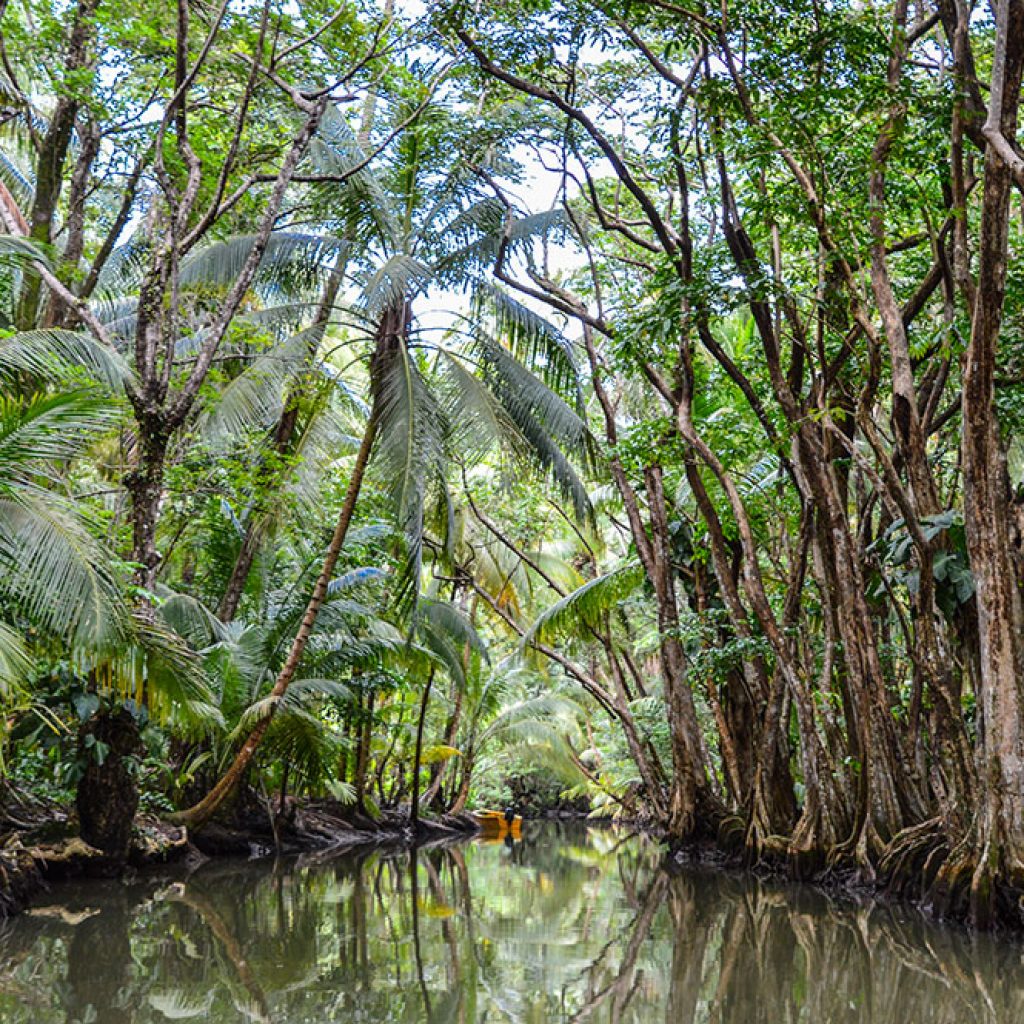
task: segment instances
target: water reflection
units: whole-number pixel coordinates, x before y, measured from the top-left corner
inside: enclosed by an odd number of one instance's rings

...

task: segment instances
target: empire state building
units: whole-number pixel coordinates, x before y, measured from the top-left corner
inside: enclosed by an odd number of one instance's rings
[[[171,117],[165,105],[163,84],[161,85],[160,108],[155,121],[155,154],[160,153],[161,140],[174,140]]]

--

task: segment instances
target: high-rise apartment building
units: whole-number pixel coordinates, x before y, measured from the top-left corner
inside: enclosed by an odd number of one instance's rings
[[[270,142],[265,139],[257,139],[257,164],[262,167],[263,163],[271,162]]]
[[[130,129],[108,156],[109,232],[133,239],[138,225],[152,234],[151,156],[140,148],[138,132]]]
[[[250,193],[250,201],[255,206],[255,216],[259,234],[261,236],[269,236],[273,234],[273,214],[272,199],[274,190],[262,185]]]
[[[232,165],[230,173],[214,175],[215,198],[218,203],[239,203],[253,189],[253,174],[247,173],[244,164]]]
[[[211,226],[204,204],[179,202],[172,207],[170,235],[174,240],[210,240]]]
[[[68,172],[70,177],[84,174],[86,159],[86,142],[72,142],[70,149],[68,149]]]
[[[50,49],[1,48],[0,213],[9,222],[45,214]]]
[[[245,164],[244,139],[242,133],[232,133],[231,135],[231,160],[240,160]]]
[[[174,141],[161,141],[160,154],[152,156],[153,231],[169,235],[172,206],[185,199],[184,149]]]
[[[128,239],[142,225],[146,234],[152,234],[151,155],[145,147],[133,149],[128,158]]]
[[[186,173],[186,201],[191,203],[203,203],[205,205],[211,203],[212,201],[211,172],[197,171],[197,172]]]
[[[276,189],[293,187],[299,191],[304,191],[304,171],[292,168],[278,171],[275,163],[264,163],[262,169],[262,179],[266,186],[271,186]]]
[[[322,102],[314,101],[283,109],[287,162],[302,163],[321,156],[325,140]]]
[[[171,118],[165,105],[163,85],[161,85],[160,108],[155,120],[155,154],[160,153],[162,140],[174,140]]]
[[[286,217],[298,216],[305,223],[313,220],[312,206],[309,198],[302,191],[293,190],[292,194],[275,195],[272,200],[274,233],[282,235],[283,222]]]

> Work to be completed: Copy each line of the listing in which the word "target" can be found.

> Answer box:
target: water reflection
target: empire state building
target: high-rise apartment building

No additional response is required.